### Problem
Every line holding the word "segment" should be copied from the material.

━━━━━ Records provided ━━━━━

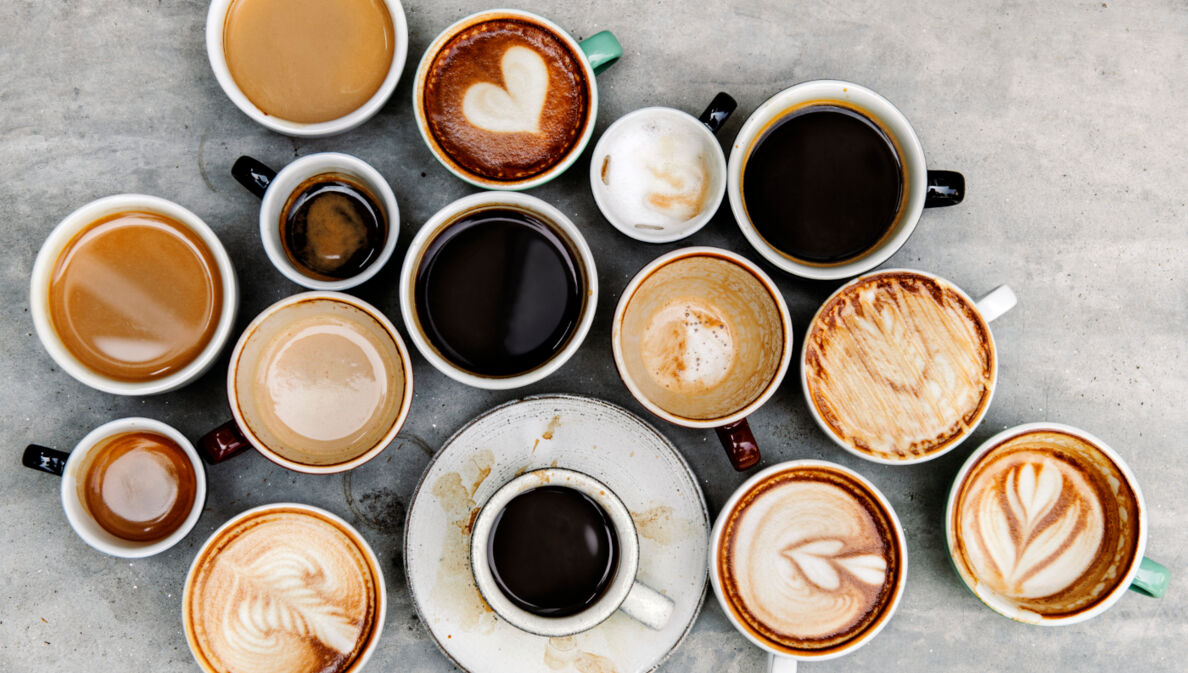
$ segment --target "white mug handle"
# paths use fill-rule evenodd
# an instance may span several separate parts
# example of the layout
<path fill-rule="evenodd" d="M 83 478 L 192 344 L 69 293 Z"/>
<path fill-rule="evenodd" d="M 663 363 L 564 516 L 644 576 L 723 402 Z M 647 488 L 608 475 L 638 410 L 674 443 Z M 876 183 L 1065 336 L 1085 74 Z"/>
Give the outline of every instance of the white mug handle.
<path fill-rule="evenodd" d="M 999 285 L 991 290 L 990 294 L 974 302 L 974 305 L 978 307 L 982 319 L 991 322 L 1014 308 L 1017 303 L 1019 303 L 1019 299 L 1015 296 L 1015 291 L 1009 286 Z"/>
<path fill-rule="evenodd" d="M 644 626 L 659 631 L 672 617 L 672 600 L 651 587 L 635 582 L 619 609 Z"/>
<path fill-rule="evenodd" d="M 768 653 L 767 673 L 796 673 L 796 660 L 792 657 L 781 657 Z"/>

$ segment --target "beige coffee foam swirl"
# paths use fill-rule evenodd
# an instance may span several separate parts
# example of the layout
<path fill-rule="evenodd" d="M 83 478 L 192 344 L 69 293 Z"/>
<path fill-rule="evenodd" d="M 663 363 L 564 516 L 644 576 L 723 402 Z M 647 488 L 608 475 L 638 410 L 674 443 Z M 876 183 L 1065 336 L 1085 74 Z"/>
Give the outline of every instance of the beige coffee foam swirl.
<path fill-rule="evenodd" d="M 1091 444 L 1029 433 L 970 471 L 954 512 L 959 571 L 982 595 L 1060 615 L 1110 592 L 1134 558 L 1134 495 Z"/>
<path fill-rule="evenodd" d="M 720 562 L 740 617 L 785 647 L 821 650 L 864 631 L 898 562 L 886 522 L 836 481 L 782 479 L 739 509 Z"/>
<path fill-rule="evenodd" d="M 366 645 L 376 587 L 355 543 L 305 513 L 223 533 L 191 587 L 195 640 L 217 671 L 344 671 Z"/>
<path fill-rule="evenodd" d="M 805 342 L 817 411 L 846 444 L 885 459 L 940 451 L 985 412 L 996 365 L 977 309 L 947 284 L 890 272 L 823 307 Z"/>

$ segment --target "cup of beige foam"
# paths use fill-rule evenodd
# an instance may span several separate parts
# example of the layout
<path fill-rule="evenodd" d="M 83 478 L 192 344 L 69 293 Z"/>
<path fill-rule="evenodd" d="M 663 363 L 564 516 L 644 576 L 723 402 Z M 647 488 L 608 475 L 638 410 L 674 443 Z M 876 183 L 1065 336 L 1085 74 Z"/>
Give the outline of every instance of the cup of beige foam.
<path fill-rule="evenodd" d="M 647 243 L 704 227 L 726 193 L 726 155 L 715 134 L 737 106 L 719 92 L 699 117 L 646 107 L 611 124 L 590 161 L 590 191 L 603 216 Z"/>

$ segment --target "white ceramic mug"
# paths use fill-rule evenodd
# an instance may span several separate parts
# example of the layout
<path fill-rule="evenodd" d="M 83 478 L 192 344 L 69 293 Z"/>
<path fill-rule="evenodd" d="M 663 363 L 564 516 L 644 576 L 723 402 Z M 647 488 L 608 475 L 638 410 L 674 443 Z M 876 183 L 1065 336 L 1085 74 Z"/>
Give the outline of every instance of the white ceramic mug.
<path fill-rule="evenodd" d="M 164 215 L 178 222 L 194 232 L 214 257 L 218 268 L 219 278 L 223 286 L 223 296 L 219 313 L 218 325 L 210 342 L 185 367 L 176 372 L 150 381 L 120 381 L 93 371 L 78 358 L 74 357 L 62 339 L 54 330 L 50 319 L 49 288 L 50 278 L 54 266 L 58 262 L 62 251 L 65 250 L 74 237 L 86 229 L 96 220 L 108 215 L 128 211 L 146 211 Z M 33 326 L 37 330 L 37 338 L 41 345 L 49 352 L 50 357 L 67 374 L 86 385 L 113 395 L 155 395 L 171 390 L 177 390 L 202 376 L 218 358 L 223 345 L 231 335 L 231 328 L 235 324 L 235 314 L 239 309 L 239 285 L 235 279 L 235 268 L 231 265 L 231 258 L 227 250 L 219 241 L 202 218 L 190 210 L 172 201 L 157 196 L 144 194 L 117 194 L 107 196 L 88 203 L 70 213 L 54 227 L 50 235 L 37 253 L 37 260 L 33 263 L 32 280 L 29 284 L 29 311 L 33 314 Z"/>
<path fill-rule="evenodd" d="M 587 495 L 606 512 L 618 541 L 618 567 L 610 584 L 590 607 L 566 617 L 542 617 L 517 607 L 495 583 L 487 557 L 491 529 L 503 508 L 517 495 L 541 486 L 564 486 Z M 639 537 L 626 505 L 593 477 L 559 468 L 533 470 L 512 479 L 487 500 L 474 521 L 470 539 L 470 567 L 483 600 L 512 625 L 541 636 L 570 636 L 598 626 L 616 610 L 652 629 L 662 629 L 672 616 L 672 601 L 636 578 Z"/>
<path fill-rule="evenodd" d="M 388 13 L 392 16 L 392 31 L 395 46 L 392 50 L 392 64 L 388 74 L 380 84 L 379 89 L 352 112 L 338 119 L 312 124 L 292 122 L 280 119 L 256 107 L 235 83 L 231 70 L 227 67 L 227 54 L 223 51 L 223 30 L 227 22 L 227 10 L 236 0 L 212 0 L 210 9 L 206 13 L 206 56 L 210 59 L 211 70 L 215 79 L 223 88 L 223 93 L 235 103 L 248 117 L 261 126 L 289 136 L 302 138 L 323 138 L 344 131 L 349 131 L 375 116 L 380 111 L 392 92 L 396 90 L 396 83 L 400 81 L 400 73 L 404 71 L 404 61 L 408 57 L 408 22 L 404 18 L 404 7 L 400 0 L 384 0 Z"/>
<path fill-rule="evenodd" d="M 917 269 L 881 269 L 881 270 L 873 272 L 873 273 L 859 276 L 859 277 L 851 280 L 850 282 L 842 285 L 836 291 L 834 291 L 833 294 L 829 295 L 828 299 L 821 302 L 820 308 L 817 309 L 817 312 L 813 315 L 813 319 L 809 322 L 809 328 L 808 328 L 809 332 L 811 333 L 814 326 L 817 324 L 817 319 L 821 315 L 821 311 L 824 310 L 827 306 L 829 306 L 833 302 L 833 299 L 835 297 L 837 297 L 839 294 L 845 292 L 847 288 L 857 285 L 859 283 L 866 282 L 870 278 L 881 275 L 881 274 L 894 274 L 894 273 L 919 274 L 921 276 L 931 278 L 932 280 L 934 280 L 946 287 L 952 288 L 953 291 L 955 291 L 962 298 L 964 298 L 964 300 L 966 302 L 968 302 L 970 306 L 973 306 L 974 308 L 977 309 L 979 317 L 981 318 L 981 320 L 983 322 L 986 323 L 986 325 L 987 325 L 986 335 L 988 336 L 988 340 L 990 342 L 989 345 L 990 345 L 990 350 L 991 350 L 991 360 L 993 362 L 994 371 L 993 371 L 993 375 L 991 377 L 990 392 L 988 393 L 987 399 L 986 399 L 985 403 L 982 405 L 981 412 L 978 414 L 977 418 L 974 419 L 974 421 L 972 423 L 969 423 L 967 425 L 964 432 L 962 432 L 958 438 L 956 438 L 955 440 L 949 441 L 949 443 L 947 443 L 940 450 L 926 453 L 922 456 L 912 456 L 912 457 L 897 458 L 897 459 L 883 458 L 881 456 L 877 456 L 877 455 L 874 455 L 871 453 L 858 451 L 853 446 L 850 446 L 849 443 L 843 441 L 841 437 L 838 437 L 837 433 L 833 430 L 833 428 L 829 427 L 829 424 L 826 423 L 825 419 L 821 417 L 821 412 L 817 409 L 817 405 L 813 403 L 812 393 L 809 390 L 808 371 L 807 371 L 807 365 L 805 363 L 805 357 L 808 353 L 808 340 L 807 339 L 805 340 L 804 345 L 800 349 L 800 389 L 801 389 L 802 393 L 804 394 L 804 399 L 806 401 L 806 405 L 809 408 L 809 413 L 811 413 L 813 416 L 813 420 L 815 420 L 817 422 L 817 425 L 829 437 L 829 439 L 833 440 L 834 444 L 837 444 L 841 448 L 845 449 L 849 453 L 854 454 L 855 456 L 858 456 L 859 458 L 864 458 L 866 460 L 873 461 L 876 463 L 882 463 L 884 465 L 910 465 L 910 464 L 914 464 L 914 463 L 922 463 L 924 461 L 932 460 L 933 458 L 943 456 L 944 454 L 948 453 L 949 451 L 952 451 L 959 444 L 961 444 L 961 442 L 963 442 L 965 440 L 965 438 L 968 437 L 975 429 L 977 429 L 978 424 L 980 424 L 982 422 L 982 419 L 985 418 L 986 411 L 989 410 L 990 403 L 993 401 L 993 398 L 994 398 L 994 390 L 998 387 L 998 350 L 997 350 L 997 346 L 994 343 L 994 338 L 990 334 L 989 323 L 992 322 L 993 320 L 996 320 L 997 318 L 1002 316 L 1004 313 L 1006 313 L 1007 311 L 1010 311 L 1012 308 L 1014 308 L 1015 304 L 1018 303 L 1018 299 L 1015 297 L 1014 291 L 1011 290 L 1011 288 L 1009 286 L 999 285 L 998 287 L 994 288 L 989 293 L 984 295 L 981 299 L 974 301 L 972 298 L 969 297 L 969 295 L 965 294 L 965 292 L 962 291 L 961 288 L 957 287 L 953 283 L 951 283 L 951 282 L 945 280 L 944 278 L 941 278 L 940 276 L 937 276 L 935 274 L 928 273 L 926 271 L 919 271 Z"/>
<path fill-rule="evenodd" d="M 87 457 L 102 447 L 104 440 L 129 432 L 152 432 L 172 439 L 186 452 L 186 457 L 194 468 L 194 502 L 190 505 L 190 512 L 177 530 L 160 540 L 126 540 L 109 533 L 99 525 L 79 497 L 79 480 L 85 477 L 80 471 L 87 466 Z M 206 504 L 206 469 L 198 457 L 198 452 L 194 450 L 194 445 L 172 426 L 151 418 L 120 418 L 104 423 L 79 440 L 70 453 L 30 445 L 25 449 L 22 463 L 25 467 L 62 477 L 62 509 L 66 512 L 66 520 L 70 527 L 78 533 L 83 542 L 112 556 L 144 558 L 169 549 L 194 528 Z"/>
<path fill-rule="evenodd" d="M 749 628 L 744 626 L 739 621 L 735 614 L 734 608 L 731 606 L 729 599 L 725 596 L 722 590 L 722 578 L 720 577 L 720 564 L 718 562 L 719 555 L 722 553 L 723 532 L 726 522 L 730 519 L 734 508 L 738 505 L 739 500 L 745 496 L 752 487 L 763 482 L 773 475 L 796 468 L 822 468 L 841 472 L 849 476 L 854 481 L 862 485 L 863 490 L 872 496 L 879 504 L 879 506 L 886 513 L 887 519 L 891 524 L 895 537 L 896 553 L 898 554 L 899 563 L 897 565 L 898 572 L 895 579 L 894 594 L 890 601 L 882 608 L 882 614 L 877 617 L 877 623 L 866 627 L 866 631 L 859 634 L 849 642 L 841 646 L 834 646 L 824 653 L 815 653 L 809 650 L 800 652 L 790 652 L 776 647 L 774 644 L 766 642 L 751 632 Z M 883 495 L 878 488 L 875 487 L 869 480 L 857 472 L 837 465 L 835 463 L 826 462 L 823 460 L 793 460 L 784 463 L 777 463 L 760 472 L 755 473 L 750 479 L 747 479 L 735 489 L 730 498 L 722 505 L 719 511 L 718 518 L 714 522 L 713 530 L 710 532 L 710 546 L 709 546 L 709 576 L 710 586 L 714 589 L 714 596 L 718 598 L 718 605 L 722 608 L 726 618 L 730 620 L 730 624 L 747 640 L 754 645 L 767 652 L 767 671 L 768 673 L 795 673 L 798 662 L 801 661 L 826 661 L 828 659 L 836 659 L 847 655 L 854 650 L 862 647 L 870 642 L 887 622 L 891 621 L 891 617 L 895 614 L 896 608 L 899 607 L 899 601 L 903 597 L 904 585 L 907 583 L 907 568 L 908 568 L 908 549 L 907 538 L 903 534 L 903 525 L 899 522 L 899 517 L 895 514 L 895 510 L 891 507 L 891 503 Z M 773 581 L 776 581 L 773 579 Z"/>
<path fill-rule="evenodd" d="M 716 134 L 737 106 L 738 104 L 729 95 L 719 93 L 698 117 L 683 110 L 668 107 L 640 108 L 619 117 L 602 133 L 598 144 L 594 146 L 594 154 L 590 159 L 590 191 L 594 194 L 594 201 L 598 204 L 598 209 L 602 211 L 602 216 L 619 231 L 645 243 L 671 243 L 700 231 L 718 212 L 718 206 L 722 204 L 722 198 L 726 194 L 726 154 L 722 151 L 722 146 L 718 144 Z M 667 229 L 641 226 L 637 222 L 620 216 L 616 208 L 616 200 L 620 196 L 608 189 L 604 180 L 605 171 L 613 170 L 612 167 L 615 164 L 611 161 L 609 152 L 616 136 L 657 121 L 670 124 L 673 128 L 679 128 L 699 137 L 703 147 L 709 149 L 709 157 L 705 166 L 708 170 L 709 187 L 702 198 L 701 210 L 692 218 L 674 224 Z M 620 161 L 628 161 L 628 159 L 620 159 Z"/>
<path fill-rule="evenodd" d="M 450 226 L 463 217 L 484 210 L 511 209 L 524 212 L 533 218 L 549 225 L 553 232 L 565 240 L 573 254 L 575 266 L 582 275 L 585 286 L 585 303 L 582 305 L 581 317 L 569 335 L 565 344 L 553 355 L 536 367 L 511 376 L 487 376 L 468 371 L 446 359 L 437 348 L 430 343 L 429 338 L 421 326 L 417 314 L 416 292 L 417 270 L 421 259 L 429 245 Z M 400 315 L 404 318 L 404 326 L 413 345 L 421 355 L 433 365 L 437 371 L 446 376 L 476 388 L 488 390 L 508 390 L 520 388 L 535 383 L 561 368 L 577 349 L 581 347 L 590 325 L 594 322 L 594 311 L 598 306 L 598 271 L 594 266 L 594 254 L 582 236 L 577 226 L 557 208 L 545 201 L 516 192 L 479 192 L 464 196 L 448 206 L 437 211 L 429 218 L 408 244 L 408 252 L 404 255 L 404 266 L 400 269 Z"/>
<path fill-rule="evenodd" d="M 875 247 L 835 264 L 810 264 L 795 259 L 770 245 L 747 215 L 742 194 L 742 176 L 758 141 L 772 125 L 802 108 L 822 104 L 845 104 L 857 108 L 877 124 L 891 140 L 902 164 L 904 203 L 891 231 Z M 730 176 L 727 186 L 730 209 L 743 236 L 767 261 L 788 273 L 817 280 L 848 278 L 882 264 L 895 254 L 912 235 L 925 207 L 959 203 L 965 194 L 965 180 L 952 171 L 929 171 L 924 163 L 924 149 L 916 132 L 886 98 L 852 82 L 815 80 L 784 89 L 760 105 L 743 123 L 730 151 Z"/>
<path fill-rule="evenodd" d="M 387 224 L 387 239 L 379 255 L 361 272 L 339 280 L 321 280 L 302 273 L 285 254 L 281 241 L 281 217 L 289 197 L 301 183 L 326 173 L 339 173 L 358 180 L 378 201 L 377 205 L 383 209 Z M 260 198 L 260 240 L 264 243 L 264 252 L 277 271 L 298 285 L 331 292 L 350 289 L 379 273 L 396 250 L 396 238 L 400 233 L 400 207 L 396 204 L 396 195 L 379 171 L 356 156 L 341 152 L 319 152 L 293 160 L 279 173 L 251 157 L 243 156 L 235 161 L 231 174 Z"/>

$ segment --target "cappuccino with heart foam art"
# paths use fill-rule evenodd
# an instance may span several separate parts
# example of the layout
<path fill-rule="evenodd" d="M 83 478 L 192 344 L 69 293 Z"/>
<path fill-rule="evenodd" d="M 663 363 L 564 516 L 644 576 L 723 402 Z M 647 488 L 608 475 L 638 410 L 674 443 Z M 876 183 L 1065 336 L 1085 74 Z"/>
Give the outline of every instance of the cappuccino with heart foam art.
<path fill-rule="evenodd" d="M 431 142 L 453 168 L 516 182 L 580 150 L 590 114 L 583 56 L 523 16 L 487 16 L 449 37 L 422 100 Z"/>

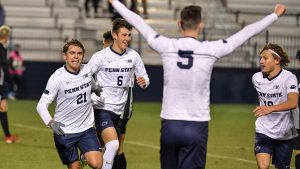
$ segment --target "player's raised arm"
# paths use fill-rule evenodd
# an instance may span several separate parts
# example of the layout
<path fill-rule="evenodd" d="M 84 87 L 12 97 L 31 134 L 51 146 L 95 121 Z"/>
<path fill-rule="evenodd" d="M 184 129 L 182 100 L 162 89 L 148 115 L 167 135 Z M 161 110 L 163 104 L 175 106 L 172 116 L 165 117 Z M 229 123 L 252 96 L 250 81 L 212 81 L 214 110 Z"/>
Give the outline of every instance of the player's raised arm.
<path fill-rule="evenodd" d="M 267 15 L 266 17 L 257 22 L 246 26 L 239 32 L 227 38 L 226 42 L 228 43 L 229 48 L 227 47 L 227 50 L 219 48 L 219 50 L 215 51 L 216 55 L 224 56 L 231 53 L 233 50 L 241 46 L 248 39 L 265 30 L 268 26 L 274 23 L 278 19 L 278 17 L 282 16 L 285 13 L 285 11 L 286 7 L 284 5 L 277 4 L 273 13 Z"/>
<path fill-rule="evenodd" d="M 146 41 L 148 41 L 149 38 L 157 35 L 157 33 L 144 21 L 143 18 L 129 10 L 121 2 L 119 2 L 118 0 L 109 0 L 109 2 L 117 10 L 117 12 L 125 20 L 127 20 L 127 22 L 129 22 L 142 34 Z"/>

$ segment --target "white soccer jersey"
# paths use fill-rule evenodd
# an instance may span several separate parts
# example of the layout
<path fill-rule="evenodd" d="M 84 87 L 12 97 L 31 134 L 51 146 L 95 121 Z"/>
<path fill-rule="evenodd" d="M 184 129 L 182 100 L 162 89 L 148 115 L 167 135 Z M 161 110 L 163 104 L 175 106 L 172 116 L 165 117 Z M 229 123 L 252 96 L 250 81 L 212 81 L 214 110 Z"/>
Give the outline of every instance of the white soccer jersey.
<path fill-rule="evenodd" d="M 124 111 L 129 87 L 133 87 L 134 75 L 144 77 L 149 84 L 148 75 L 140 55 L 128 48 L 118 54 L 111 47 L 95 53 L 88 65 L 93 73 L 97 72 L 97 82 L 102 86 L 103 104 L 94 105 L 95 109 L 104 109 L 121 114 Z"/>
<path fill-rule="evenodd" d="M 287 101 L 289 93 L 298 93 L 296 76 L 284 69 L 272 79 L 268 79 L 263 76 L 263 73 L 257 72 L 252 77 L 252 83 L 257 91 L 261 106 L 283 103 Z M 274 139 L 287 140 L 297 136 L 291 110 L 272 112 L 266 116 L 258 117 L 255 126 L 256 132 Z"/>
<path fill-rule="evenodd" d="M 278 18 L 273 13 L 225 40 L 200 42 L 191 37 L 171 39 L 160 36 L 122 3 L 113 1 L 112 5 L 162 57 L 164 92 L 161 117 L 170 120 L 210 120 L 210 79 L 215 61 Z"/>
<path fill-rule="evenodd" d="M 48 105 L 55 101 L 54 120 L 65 125 L 65 133 L 79 133 L 94 125 L 91 103 L 92 73 L 88 66 L 81 66 L 78 74 L 65 67 L 57 69 L 49 78 L 38 103 L 38 113 L 47 125 L 51 120 Z"/>

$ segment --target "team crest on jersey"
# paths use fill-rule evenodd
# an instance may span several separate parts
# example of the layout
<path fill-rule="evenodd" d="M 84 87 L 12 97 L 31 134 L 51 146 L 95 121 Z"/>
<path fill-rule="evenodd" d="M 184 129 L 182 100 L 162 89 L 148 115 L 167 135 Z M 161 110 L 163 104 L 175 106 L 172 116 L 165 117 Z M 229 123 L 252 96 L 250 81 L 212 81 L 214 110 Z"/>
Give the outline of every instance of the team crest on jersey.
<path fill-rule="evenodd" d="M 85 77 L 85 78 L 86 78 L 86 77 L 89 77 L 89 75 L 88 75 L 88 74 L 85 74 L 84 77 Z"/>
<path fill-rule="evenodd" d="M 290 87 L 290 89 L 296 89 L 297 88 L 297 86 L 295 86 L 295 85 L 292 85 L 291 87 Z"/>
<path fill-rule="evenodd" d="M 131 59 L 128 59 L 127 62 L 128 62 L 128 63 L 132 63 L 132 60 L 131 60 Z"/>
<path fill-rule="evenodd" d="M 279 85 L 275 85 L 274 88 L 275 88 L 275 89 L 279 89 Z"/>

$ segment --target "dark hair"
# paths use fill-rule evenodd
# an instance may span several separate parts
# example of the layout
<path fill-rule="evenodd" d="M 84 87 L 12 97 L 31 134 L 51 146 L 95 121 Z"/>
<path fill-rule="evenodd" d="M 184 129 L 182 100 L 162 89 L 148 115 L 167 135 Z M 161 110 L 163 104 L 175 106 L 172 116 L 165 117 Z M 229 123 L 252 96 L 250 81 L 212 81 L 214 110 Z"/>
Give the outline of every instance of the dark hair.
<path fill-rule="evenodd" d="M 297 51 L 296 58 L 300 61 L 300 50 Z"/>
<path fill-rule="evenodd" d="M 108 41 L 113 41 L 114 40 L 112 35 L 111 35 L 111 31 L 104 32 L 103 33 L 103 38 L 104 38 L 105 41 L 107 41 L 107 40 Z"/>
<path fill-rule="evenodd" d="M 84 46 L 82 45 L 82 43 L 77 40 L 77 39 L 72 39 L 70 41 L 67 41 L 63 47 L 63 53 L 67 53 L 69 46 L 74 45 L 74 46 L 78 46 L 82 49 L 83 53 L 85 52 Z"/>
<path fill-rule="evenodd" d="M 277 44 L 272 44 L 272 43 L 266 44 L 262 48 L 262 50 L 260 51 L 259 54 L 261 54 L 263 51 L 269 50 L 269 49 L 280 56 L 280 58 L 278 58 L 278 56 L 276 54 L 272 53 L 274 58 L 278 58 L 280 60 L 280 65 L 282 67 L 286 67 L 288 65 L 288 63 L 290 63 L 289 56 L 287 55 L 287 53 L 283 50 L 283 48 L 281 46 L 279 46 Z"/>
<path fill-rule="evenodd" d="M 182 29 L 195 29 L 202 21 L 201 7 L 196 5 L 186 6 L 180 13 Z"/>
<path fill-rule="evenodd" d="M 112 23 L 112 32 L 118 33 L 121 28 L 127 28 L 128 30 L 132 30 L 132 26 L 124 19 L 117 18 Z"/>

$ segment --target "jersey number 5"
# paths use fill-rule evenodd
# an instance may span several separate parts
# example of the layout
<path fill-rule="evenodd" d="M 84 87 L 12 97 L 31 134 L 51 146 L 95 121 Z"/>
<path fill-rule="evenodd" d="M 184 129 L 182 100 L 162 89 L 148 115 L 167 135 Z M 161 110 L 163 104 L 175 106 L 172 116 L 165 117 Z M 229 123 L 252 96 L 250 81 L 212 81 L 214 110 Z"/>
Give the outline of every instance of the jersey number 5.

━━━━━

### Result for this exercise
$ segment --target "white mug handle"
$ segment --target "beige coffee foam swirl"
$ segment --target "cup of beige foam"
$ segment --target "white ceramic mug"
$ segment --target "cappuccino with heart foam art"
$ segment --target "player's raised arm"
$ segment --target "white soccer jersey"
$ segment --target "team crest on jersey"
$ segment --target "dark hair"
$ segment --target "jersey number 5"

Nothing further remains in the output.